──────── PAGE EXTRACT ────────

In Joy Harjo's "Remember," the poet uses imagery and personification to convey points of importance. Because the poet is encouraging someone to remember, she pulls images from experience that will be familiar. She begins by telling the reader to "Remember the sky" (Harjo 1) and to "know each of the star stories" (2). In addition, it is important to know the moon. The poet wants to use images the reader already knows and identifies with in order to stress the importance of connecting with the earth. The importance of remembering one's parents is also important because we are all connected. She tells the reader to remember the "earth whose skin you are" (12) and "the plants, trees, animal life who all have their / tribes, their families, their histories, too" (15-6). The poet even tells the reader to remember the wind and its song. After the poet draws from the imagery of the earth, she encourages the reader to remember all people because we are all in motion and growing.

────────

* _WHAT TO DO_:
- a) In the essay on Joy Harjo's "Remember," why does the poet draw on images the reader already knows? Answer in one to three sentences.
- b) Carry on the essay on Joy Harjo's "Remember" from its final sentence.
The lines that come next play no part in this.

──────── PROVIDED DATA ────────

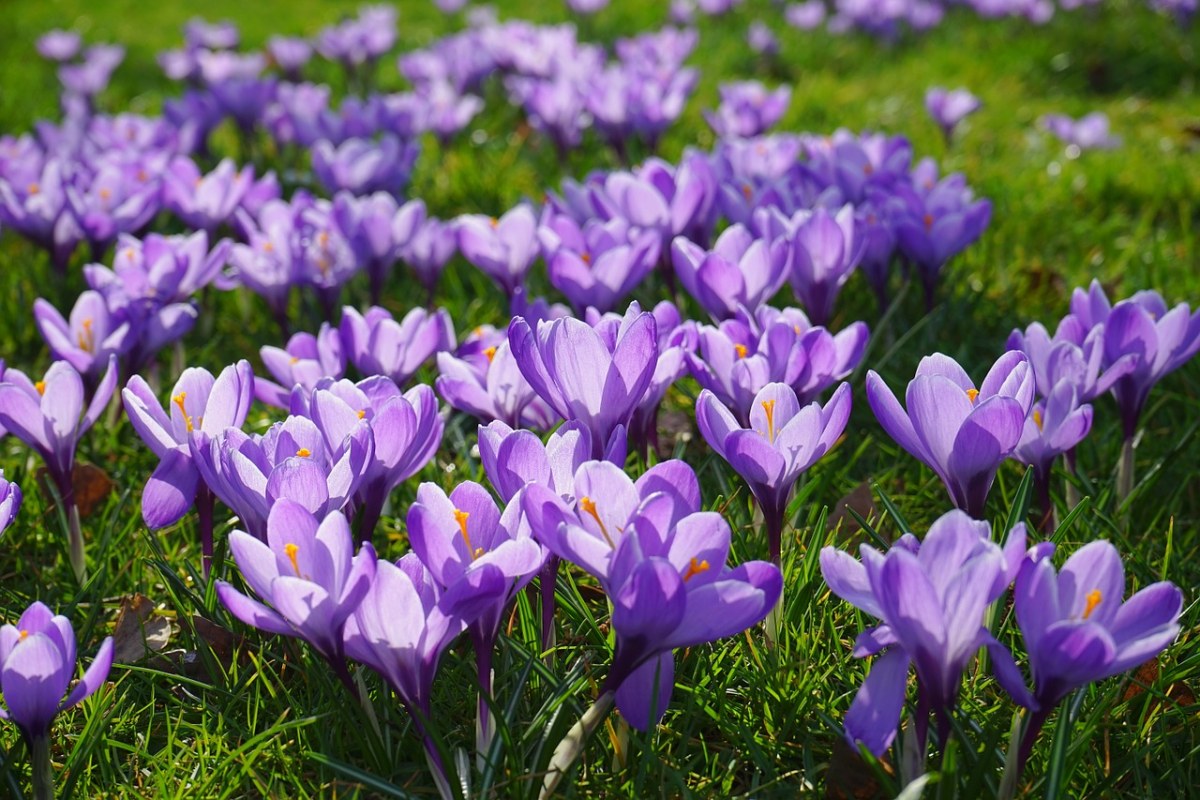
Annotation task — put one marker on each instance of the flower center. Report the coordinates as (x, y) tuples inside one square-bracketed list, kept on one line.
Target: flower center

────────

* _RESPONSES TO THE TASKS_:
- a) The poet is urging the reader to remember, so she draws on images from experience that will be familiar. Using images the reader already knows and identifies with lets her stress how important it is to connect with the earth.

- b)
I enjoyed this poem because the poet wants to connect with her child and with everything that is behind and ahead of her. It shows how we are all part of an endless cycle of life.

One poem that is filled with powerful imagery is Elizabeth Bishop's poem, "The Fish." This poem is narrative in style but it is all about the poet's discovery of the beauty of nature in a most unusual object: a fish. The poet simply catches a fish but in that experience, she finds out that beauty can survive almost anywhere. The beauty strikes her in such a way that she wants to gather each piece of it for the reader and present it like evidence before a judge and jury. The fish, which did not fight, was "battered and venerable/and homely" (Bishop 7-8). it's "brown skin hung in strips / like ancient wallpaper," (10-11) and it was "like full-brown roses / stained and lost through age (14-15). These images are important because they are not simply describing what the fish looks like but they are telling us that the fish is old and lost his will to live. The fish's eyes are "far larger" than hers and:

shallower, and yellowed, the irises backed and packed with tarnish tinfoil seen through the lenses of old scratched isinglass. (36-40)

Here we see how the poet took advantage of the moment to remember every exquisite detail of this fish.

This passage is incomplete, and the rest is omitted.